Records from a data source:

####

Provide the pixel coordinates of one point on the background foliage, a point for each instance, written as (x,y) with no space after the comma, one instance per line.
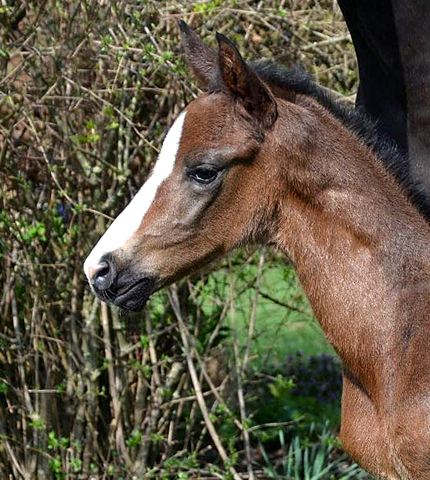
(206,383)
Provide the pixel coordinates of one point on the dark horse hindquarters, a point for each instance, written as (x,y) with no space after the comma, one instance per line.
(392,43)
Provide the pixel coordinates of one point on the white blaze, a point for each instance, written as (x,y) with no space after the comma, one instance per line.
(126,224)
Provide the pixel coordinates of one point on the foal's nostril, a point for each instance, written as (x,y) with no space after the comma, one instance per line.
(101,276)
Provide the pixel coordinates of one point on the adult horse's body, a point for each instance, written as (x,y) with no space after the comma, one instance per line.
(266,157)
(393,51)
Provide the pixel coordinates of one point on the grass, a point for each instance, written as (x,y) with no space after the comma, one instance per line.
(284,322)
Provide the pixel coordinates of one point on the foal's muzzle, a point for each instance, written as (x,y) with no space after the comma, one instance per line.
(123,287)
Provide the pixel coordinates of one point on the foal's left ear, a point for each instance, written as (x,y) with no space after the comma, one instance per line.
(241,81)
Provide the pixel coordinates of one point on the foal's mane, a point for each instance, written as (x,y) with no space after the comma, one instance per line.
(355,120)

####

Your goal: Exclude all images and restate the records above word for word.

Exercise solution:
Provide the pixel coordinates of one point on the background foliage, a point for each instance, written as (x,y) with no space after the comma, one instance per line.
(206,383)
Provide the pixel coordinates of one point on the dark horse hindquarters, a point for each instance, written as (x,y) with no space after the comma, one instance per line.
(392,43)
Provide the pixel coordinates of one point on the white blaze, a point for each instance, written as (x,y) with no space after the comma, one instance per line.
(126,224)
Provide the pixel coordinates of one point on the foal's nostril, a point for each instance, written as (x,y) with no space after the comma, one instance per line.
(101,276)
Provide the pixel coordinates of one point on the adult horse's body, a point for each instance, written as (x,y) with no space after the comma, one instance per line.
(266,157)
(393,51)
Provide the pixel coordinates of one point on the grass, a point for each instance, written as (x,y) with no space after the comma, one instance per line.
(284,322)
Provide the pixel coordinates of one point on the foal's muzzle, a point for each instance, written as (x,y) with no space after the comma, one instance per line.
(123,287)
Provide the pixel coordinates of one point on the foal's left ear, a point for each instance, written as (x,y) with no space after the comma, one instance per line.
(241,81)
Provide the pixel coordinates of one point on the foal's mane, a point for each instance, written as (x,y) with no space after the comma, one instance per line.
(355,120)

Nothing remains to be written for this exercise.